[Dataset records on object locations]

'''

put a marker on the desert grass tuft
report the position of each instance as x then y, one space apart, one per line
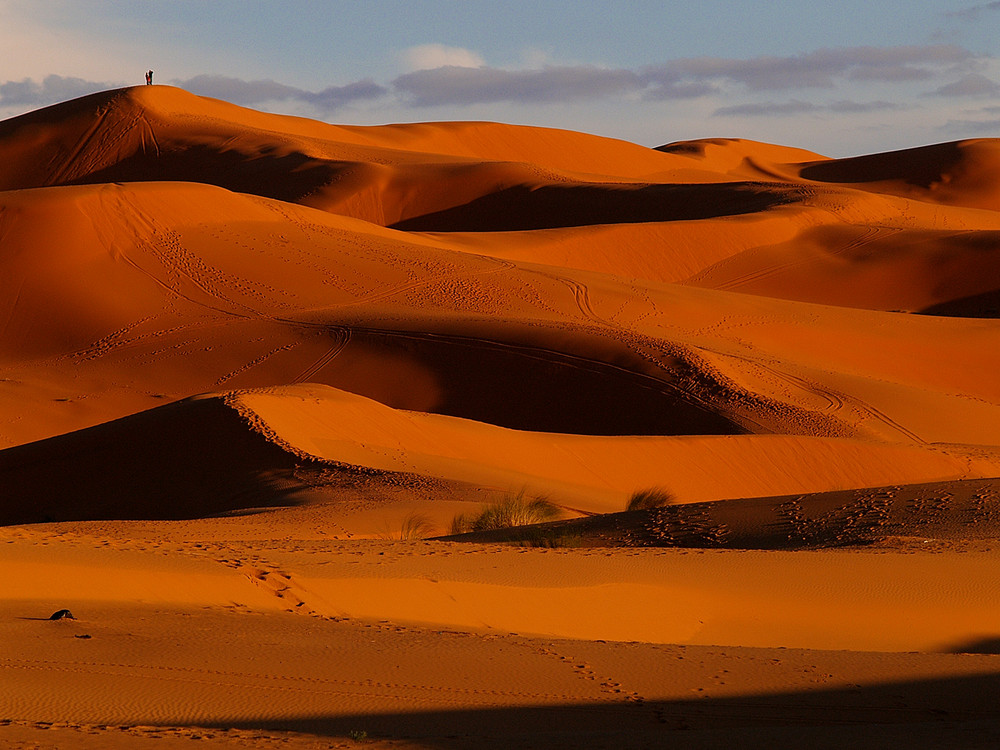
505 513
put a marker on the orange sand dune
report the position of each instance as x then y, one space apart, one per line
157 296
396 324
128 469
963 173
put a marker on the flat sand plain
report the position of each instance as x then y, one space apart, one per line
253 366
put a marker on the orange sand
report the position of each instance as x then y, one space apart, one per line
239 352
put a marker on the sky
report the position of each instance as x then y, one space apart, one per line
839 79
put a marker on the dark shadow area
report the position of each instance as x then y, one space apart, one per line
985 305
920 167
285 177
550 206
959 510
853 714
527 388
191 459
988 645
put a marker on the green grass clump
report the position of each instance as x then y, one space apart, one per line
508 511
651 498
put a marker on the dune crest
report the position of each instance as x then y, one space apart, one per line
269 386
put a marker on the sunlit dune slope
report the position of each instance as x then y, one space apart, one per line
115 297
906 230
252 449
381 174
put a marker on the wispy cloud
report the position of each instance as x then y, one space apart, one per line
796 107
53 88
973 84
430 56
973 12
459 85
818 69
28 93
243 92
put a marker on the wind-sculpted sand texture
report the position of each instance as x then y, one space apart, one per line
253 367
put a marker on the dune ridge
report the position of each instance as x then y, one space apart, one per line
253 368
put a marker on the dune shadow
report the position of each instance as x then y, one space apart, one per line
525 207
189 459
926 711
985 645
269 174
984 305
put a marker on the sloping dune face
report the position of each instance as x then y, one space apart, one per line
261 379
232 252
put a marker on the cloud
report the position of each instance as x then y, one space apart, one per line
457 85
239 91
52 89
249 93
766 109
796 107
818 69
430 56
974 12
973 84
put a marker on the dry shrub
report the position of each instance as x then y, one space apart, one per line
651 498
508 511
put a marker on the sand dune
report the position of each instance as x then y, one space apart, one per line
250 363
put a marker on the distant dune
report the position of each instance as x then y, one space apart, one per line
252 368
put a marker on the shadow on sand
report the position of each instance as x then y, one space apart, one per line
942 712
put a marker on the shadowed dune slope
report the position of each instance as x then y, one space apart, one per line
191 459
898 231
115 297
211 455
392 326
961 173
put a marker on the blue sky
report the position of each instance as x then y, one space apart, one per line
837 78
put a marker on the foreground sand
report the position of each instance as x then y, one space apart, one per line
252 367
226 642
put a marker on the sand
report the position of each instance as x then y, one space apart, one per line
253 367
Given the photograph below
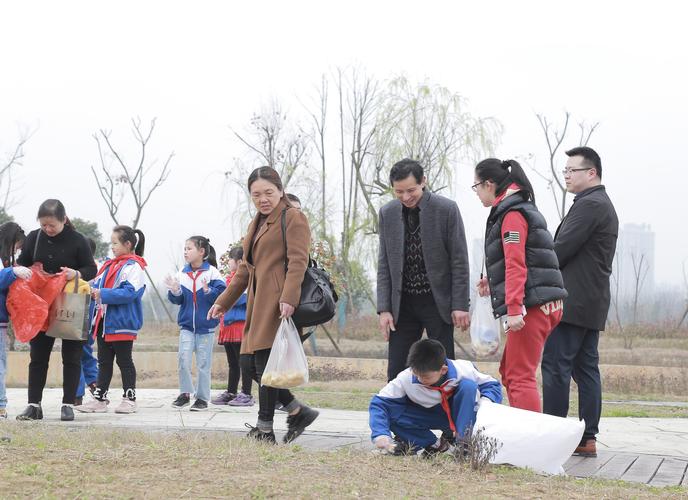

'''

Work to do
Extract every line of the records above that contains the string "dune", treating uppercase and lowercase letters as distinct.

Exercise response
put a marker on the orange sand dune
put a marker on the dune crest
put a marker on the sunlit dune slope
put a marker on the dune ridge
put a marker on the dune shadow
put a marker on the sloping dune face
put a marker on the sand dune
put a marker on the distant dune
put a marker on the shadowed dune slope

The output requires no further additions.